## start RECORDS SHOWN
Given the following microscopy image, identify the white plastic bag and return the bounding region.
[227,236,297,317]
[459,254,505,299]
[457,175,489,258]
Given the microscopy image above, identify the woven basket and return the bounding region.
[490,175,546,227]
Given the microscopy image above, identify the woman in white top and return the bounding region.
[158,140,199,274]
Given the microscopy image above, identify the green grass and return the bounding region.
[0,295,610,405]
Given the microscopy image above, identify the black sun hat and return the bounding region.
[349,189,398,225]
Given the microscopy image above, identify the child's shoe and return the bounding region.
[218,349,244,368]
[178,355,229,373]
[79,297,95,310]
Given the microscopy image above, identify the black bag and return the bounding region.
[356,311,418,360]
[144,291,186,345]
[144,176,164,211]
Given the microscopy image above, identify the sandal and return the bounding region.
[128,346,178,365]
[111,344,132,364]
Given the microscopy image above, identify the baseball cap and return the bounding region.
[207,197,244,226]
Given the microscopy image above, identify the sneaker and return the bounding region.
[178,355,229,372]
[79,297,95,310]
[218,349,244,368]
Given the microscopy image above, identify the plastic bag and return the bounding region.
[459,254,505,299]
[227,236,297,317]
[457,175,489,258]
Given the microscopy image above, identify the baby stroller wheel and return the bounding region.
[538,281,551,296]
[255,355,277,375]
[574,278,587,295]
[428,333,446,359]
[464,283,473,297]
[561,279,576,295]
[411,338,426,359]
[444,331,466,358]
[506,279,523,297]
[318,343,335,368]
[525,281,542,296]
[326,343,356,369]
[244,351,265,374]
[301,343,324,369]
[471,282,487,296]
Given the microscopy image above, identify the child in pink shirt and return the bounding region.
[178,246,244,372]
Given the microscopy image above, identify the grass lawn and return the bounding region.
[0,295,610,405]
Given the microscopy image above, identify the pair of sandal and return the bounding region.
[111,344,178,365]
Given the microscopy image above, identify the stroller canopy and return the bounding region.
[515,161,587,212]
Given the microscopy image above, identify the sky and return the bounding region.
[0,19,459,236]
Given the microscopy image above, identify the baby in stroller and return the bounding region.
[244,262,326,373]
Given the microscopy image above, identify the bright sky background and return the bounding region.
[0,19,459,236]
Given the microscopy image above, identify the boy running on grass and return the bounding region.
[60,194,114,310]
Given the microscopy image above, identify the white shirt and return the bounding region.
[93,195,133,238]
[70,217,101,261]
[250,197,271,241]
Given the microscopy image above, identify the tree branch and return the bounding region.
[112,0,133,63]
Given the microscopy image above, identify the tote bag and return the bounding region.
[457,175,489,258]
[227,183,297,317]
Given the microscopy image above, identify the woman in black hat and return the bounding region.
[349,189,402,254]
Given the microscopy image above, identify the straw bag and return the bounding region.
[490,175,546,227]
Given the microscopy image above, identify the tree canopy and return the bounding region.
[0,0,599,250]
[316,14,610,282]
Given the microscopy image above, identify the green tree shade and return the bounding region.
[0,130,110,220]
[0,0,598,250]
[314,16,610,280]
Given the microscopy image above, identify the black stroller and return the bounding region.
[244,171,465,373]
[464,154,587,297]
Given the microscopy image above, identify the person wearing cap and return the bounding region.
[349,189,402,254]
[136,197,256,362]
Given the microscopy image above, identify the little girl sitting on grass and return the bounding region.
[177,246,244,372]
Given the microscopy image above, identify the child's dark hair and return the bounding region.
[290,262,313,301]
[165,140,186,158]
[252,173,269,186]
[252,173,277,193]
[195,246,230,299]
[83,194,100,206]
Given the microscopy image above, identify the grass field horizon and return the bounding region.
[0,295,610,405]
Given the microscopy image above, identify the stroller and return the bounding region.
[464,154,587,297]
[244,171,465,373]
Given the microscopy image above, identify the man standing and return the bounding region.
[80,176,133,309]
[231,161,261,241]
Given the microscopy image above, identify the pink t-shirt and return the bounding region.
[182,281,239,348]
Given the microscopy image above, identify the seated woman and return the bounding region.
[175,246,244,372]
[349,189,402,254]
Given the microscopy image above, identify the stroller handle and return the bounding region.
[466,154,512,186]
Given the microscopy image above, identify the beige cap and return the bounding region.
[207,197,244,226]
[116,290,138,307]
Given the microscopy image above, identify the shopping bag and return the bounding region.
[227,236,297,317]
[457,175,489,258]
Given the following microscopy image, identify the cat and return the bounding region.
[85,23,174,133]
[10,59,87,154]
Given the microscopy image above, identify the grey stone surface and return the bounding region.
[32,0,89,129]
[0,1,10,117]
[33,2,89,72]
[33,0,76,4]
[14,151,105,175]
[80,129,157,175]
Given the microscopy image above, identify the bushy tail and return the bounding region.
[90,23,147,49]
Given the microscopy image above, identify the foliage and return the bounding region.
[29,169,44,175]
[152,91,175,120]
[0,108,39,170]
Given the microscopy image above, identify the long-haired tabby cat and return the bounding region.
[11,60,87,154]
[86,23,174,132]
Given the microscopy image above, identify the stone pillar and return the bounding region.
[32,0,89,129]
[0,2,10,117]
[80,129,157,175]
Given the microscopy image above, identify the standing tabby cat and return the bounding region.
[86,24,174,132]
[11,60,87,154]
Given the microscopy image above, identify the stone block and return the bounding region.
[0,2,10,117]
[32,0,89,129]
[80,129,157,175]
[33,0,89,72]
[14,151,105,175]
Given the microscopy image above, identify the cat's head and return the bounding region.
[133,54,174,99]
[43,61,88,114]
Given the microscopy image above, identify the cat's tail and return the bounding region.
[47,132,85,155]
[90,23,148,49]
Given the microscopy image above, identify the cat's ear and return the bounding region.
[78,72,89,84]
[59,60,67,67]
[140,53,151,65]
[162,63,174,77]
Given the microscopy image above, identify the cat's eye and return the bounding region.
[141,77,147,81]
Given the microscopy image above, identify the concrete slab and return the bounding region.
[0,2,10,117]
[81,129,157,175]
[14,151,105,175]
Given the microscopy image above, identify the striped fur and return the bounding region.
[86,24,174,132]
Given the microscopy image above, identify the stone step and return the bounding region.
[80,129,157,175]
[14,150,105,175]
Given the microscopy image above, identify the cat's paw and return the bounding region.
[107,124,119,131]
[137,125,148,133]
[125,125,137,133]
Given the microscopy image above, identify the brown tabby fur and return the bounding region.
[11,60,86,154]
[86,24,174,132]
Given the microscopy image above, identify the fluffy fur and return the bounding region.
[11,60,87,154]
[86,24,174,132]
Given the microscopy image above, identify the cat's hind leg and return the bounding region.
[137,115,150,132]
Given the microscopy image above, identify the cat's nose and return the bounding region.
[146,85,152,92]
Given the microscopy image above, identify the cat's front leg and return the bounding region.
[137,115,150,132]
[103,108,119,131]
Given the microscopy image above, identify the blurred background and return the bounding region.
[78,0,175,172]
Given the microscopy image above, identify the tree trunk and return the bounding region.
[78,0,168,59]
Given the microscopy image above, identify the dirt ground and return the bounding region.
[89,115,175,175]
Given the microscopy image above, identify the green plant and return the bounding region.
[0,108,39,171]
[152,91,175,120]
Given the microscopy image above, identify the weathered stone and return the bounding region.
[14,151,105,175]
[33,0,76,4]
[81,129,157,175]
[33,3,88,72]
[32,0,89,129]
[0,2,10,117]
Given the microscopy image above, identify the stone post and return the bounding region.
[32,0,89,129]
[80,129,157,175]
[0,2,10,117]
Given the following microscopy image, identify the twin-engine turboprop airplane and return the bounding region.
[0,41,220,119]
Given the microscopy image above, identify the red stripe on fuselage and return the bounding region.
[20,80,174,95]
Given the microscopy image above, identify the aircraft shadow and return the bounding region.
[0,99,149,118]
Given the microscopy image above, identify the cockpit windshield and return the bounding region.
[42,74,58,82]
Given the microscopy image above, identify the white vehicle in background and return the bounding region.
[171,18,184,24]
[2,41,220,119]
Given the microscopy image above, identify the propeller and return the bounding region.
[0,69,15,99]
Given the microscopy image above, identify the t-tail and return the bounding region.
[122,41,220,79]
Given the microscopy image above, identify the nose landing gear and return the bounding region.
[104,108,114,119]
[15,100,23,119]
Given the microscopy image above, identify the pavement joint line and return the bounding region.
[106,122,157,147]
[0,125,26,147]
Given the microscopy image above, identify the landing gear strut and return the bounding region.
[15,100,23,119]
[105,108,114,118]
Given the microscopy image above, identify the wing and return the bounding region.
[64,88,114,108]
## end RECORDS SHOWN
WHAT YOU SHOULD DO :: Format the lines of the records from the line with "Given the microscopy image above, identify the bushy" up to and including the line with "[14,150,105,175]" as a Markdown table with the columns Row and Content, giving each line a row number and leaving out blank lines.

SOLUTION ::
| Row | Content |
|---|---|
| 1 | Given the microscopy image above, identify the bushy tail and return the bounding region. |
| 2 | [90,23,147,49] |
| 3 | Given the microscopy image above, identify the foliage and return the bounding region. |
| 4 | [29,169,44,175] |
| 5 | [152,91,175,120] |
| 6 | [0,108,39,170] |
| 7 | Given the microscopy image above, identify the long-haired tabby cat and return the bounding region. |
| 8 | [11,60,87,154] |
| 9 | [86,23,174,132] |
| 10 | Given the microscopy image above, identify the stone pillar and return the bounding region. |
| 11 | [32,0,89,129] |
| 12 | [0,2,10,117] |
| 13 | [80,129,157,175] |
| 14 | Given the microscopy image above, identify the standing tabby cat and return the bounding region. |
| 15 | [86,24,174,132] |
| 16 | [11,60,87,154] |
| 17 | Given the microscopy image above, identify the stone block and return the bounding region. |
| 18 | [0,2,10,117] |
| 19 | [32,0,89,129] |
| 20 | [80,129,157,175] |
| 21 | [33,0,89,72] |
| 22 | [14,151,105,175] |
| 23 | Given the microscopy image above, identify the cat's head and return the bounding region. |
| 24 | [133,54,174,99] |
| 25 | [43,61,88,114] |
| 26 | Given the microscopy image above, identify the cat's tail and return the bounding region. |
| 27 | [47,132,85,155] |
| 28 | [90,23,148,49] |
| 29 | Given the microscopy image above, identify the cat's ear and return the bounding region. |
| 30 | [78,72,89,84] |
| 31 | [59,60,67,67] |
| 32 | [140,53,151,65] |
| 33 | [162,63,174,77] |
| 34 | Given the microscopy image above, identify the cat's eye and return the bounding region. |
| 35 | [141,77,147,81] |
| 36 | Given the microscopy image above, identify the concrete slab and return the bounding region. |
| 37 | [0,2,10,117] |
| 38 | [81,129,157,175] |
| 39 | [14,151,105,175] |
| 40 | Given the microscopy image above, identify the striped fur and return the bounding region. |
| 41 | [86,24,174,132] |
| 42 | Given the microscopy image above, identify the stone step and return the bounding region. |
| 43 | [80,129,157,175] |
| 44 | [14,150,105,175] |